-- Objective --
Please rewrite the records below, switching every "photograph" to "image" and leaving everything else as it is.

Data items
###

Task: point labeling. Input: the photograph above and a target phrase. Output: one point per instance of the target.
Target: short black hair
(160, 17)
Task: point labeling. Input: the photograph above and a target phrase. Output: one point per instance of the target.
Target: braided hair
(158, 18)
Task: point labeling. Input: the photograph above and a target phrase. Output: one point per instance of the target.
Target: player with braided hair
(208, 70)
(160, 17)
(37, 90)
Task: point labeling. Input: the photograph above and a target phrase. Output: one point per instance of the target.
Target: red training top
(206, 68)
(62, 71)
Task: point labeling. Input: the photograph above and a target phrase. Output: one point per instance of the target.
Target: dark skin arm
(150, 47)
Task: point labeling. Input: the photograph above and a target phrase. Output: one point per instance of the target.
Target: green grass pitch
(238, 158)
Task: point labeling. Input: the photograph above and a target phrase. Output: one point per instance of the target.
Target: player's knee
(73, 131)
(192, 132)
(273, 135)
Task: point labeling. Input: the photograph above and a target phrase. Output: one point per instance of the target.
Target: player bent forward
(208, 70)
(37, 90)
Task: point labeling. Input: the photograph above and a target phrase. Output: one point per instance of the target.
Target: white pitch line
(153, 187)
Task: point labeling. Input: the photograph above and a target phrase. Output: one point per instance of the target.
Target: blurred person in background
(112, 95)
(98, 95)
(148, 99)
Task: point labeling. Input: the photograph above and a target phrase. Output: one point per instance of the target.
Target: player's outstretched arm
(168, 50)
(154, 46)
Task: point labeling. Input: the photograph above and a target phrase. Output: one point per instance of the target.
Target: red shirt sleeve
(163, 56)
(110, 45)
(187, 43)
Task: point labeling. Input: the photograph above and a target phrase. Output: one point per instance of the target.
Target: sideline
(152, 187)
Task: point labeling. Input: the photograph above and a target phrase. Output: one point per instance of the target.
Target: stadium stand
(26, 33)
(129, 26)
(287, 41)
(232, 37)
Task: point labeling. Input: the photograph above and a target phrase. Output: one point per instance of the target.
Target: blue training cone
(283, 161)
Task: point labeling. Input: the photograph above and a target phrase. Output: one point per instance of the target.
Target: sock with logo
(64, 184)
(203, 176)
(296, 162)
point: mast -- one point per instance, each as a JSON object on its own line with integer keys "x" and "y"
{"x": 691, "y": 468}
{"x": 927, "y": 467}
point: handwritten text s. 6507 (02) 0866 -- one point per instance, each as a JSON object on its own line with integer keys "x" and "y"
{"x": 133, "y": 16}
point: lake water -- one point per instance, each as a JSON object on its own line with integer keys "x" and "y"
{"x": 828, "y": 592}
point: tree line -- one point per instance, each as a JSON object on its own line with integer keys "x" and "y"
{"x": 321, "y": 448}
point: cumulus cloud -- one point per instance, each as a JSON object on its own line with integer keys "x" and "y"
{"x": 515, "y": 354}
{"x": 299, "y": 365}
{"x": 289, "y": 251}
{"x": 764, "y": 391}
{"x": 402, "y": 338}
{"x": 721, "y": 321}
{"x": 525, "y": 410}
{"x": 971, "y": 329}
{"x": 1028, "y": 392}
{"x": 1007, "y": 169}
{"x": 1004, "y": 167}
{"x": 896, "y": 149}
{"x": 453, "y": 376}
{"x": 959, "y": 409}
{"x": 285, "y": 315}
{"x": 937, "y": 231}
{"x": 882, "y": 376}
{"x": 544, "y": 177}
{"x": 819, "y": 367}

###

-- Correct output --
Task: point labeling. Input: the image above and a target phrase. Output: one point per instance of the target.
Target: short black hair
(160, 17)
Task: point labeling. Input: the image above and a target phrase. Output: one point per instance of the target.
Target: braided hair
(158, 18)
Task: point labeling. Input: the image above and a target phrase. Output: one point per instance of the target.
Target: player with braided hair
(208, 70)
(160, 17)
(37, 90)
Task: point labeling. Input: the image above and a target phrase. Output: one point per instance of the target.
Target: red training top
(206, 68)
(62, 71)
Task: point labeling. Input: the image above and a target phrase. Output: one point per instance of the target.
Target: dark skin arm
(150, 47)
Task: point labeling. Input: the image above and a target phrase. Output: one point per instance of the target.
Target: green grass pitch
(238, 158)
Task: point labeling. Input: the image above and a target phrase. Output: one point per instance of the target.
Target: player's knee
(73, 131)
(192, 132)
(273, 135)
Task: point labeling. Input: the image above and a target phrase. Output: one point per instance of the target.
Target: player bent forward
(208, 70)
(37, 90)
Task: point labeling. Input: the image above and a target phrase. Output: one point per instance of the target.
Target: white pitch line
(153, 187)
Task: point labeling. Input: the image above and a target phrase. Output: one point per instance of the target.
Target: blurred person in background
(112, 95)
(98, 95)
(148, 99)
Task: point labeling. Input: the image above and a target phrase. Output: one point per instance of the target.
Target: player's outstretched arm
(168, 50)
(154, 46)
Task: point labeling. Input: the image above and a target phrase. Output: one point per instance of the target.
Target: red shirt sleeve
(163, 56)
(110, 45)
(187, 43)
Task: point labeling. Input: the image above and a target phrase. Output: one point per instance of the target.
Target: sideline
(152, 187)
Task: point labeling. Input: the image above and a target phrase. Output: one point per instance of the target.
Target: stadium stand
(26, 33)
(129, 26)
(287, 41)
(232, 37)
Task: point labeling. Input: the image above and a target phrase. Output: one point per instance of the target.
Target: blue training cone
(283, 161)
Task: point labeling. Input: the image above and a target phrase. Output: one point per instance of the target.
Target: sock with logo
(64, 184)
(203, 176)
(296, 162)
point: mast -- one point per instance, each as a JSON object on its own line with integer keys "x" and "y"
{"x": 691, "y": 468}
{"x": 927, "y": 467}
point: handwritten text s. 6507 (02) 0866 -- one point per instance, each as a JSON object on its own line with integer keys "x" and "y"
{"x": 133, "y": 16}
point: lake water -- one point per instance, each as a JSON object on its own line with integer keys "x" and "y"
{"x": 828, "y": 592}
point: tree line -- one point per instance, each as a JSON object on its own line with integer keys "x" and "y"
{"x": 321, "y": 448}
point: cumulus cloud -- one point per instance, each as a JSON object on its own line with integer keys "x" and "y"
{"x": 515, "y": 354}
{"x": 299, "y": 365}
{"x": 289, "y": 251}
{"x": 764, "y": 391}
{"x": 402, "y": 338}
{"x": 721, "y": 321}
{"x": 525, "y": 410}
{"x": 971, "y": 329}
{"x": 1028, "y": 392}
{"x": 1007, "y": 169}
{"x": 1004, "y": 167}
{"x": 896, "y": 149}
{"x": 453, "y": 376}
{"x": 959, "y": 409}
{"x": 285, "y": 315}
{"x": 937, "y": 231}
{"x": 882, "y": 376}
{"x": 544, "y": 177}
{"x": 819, "y": 367}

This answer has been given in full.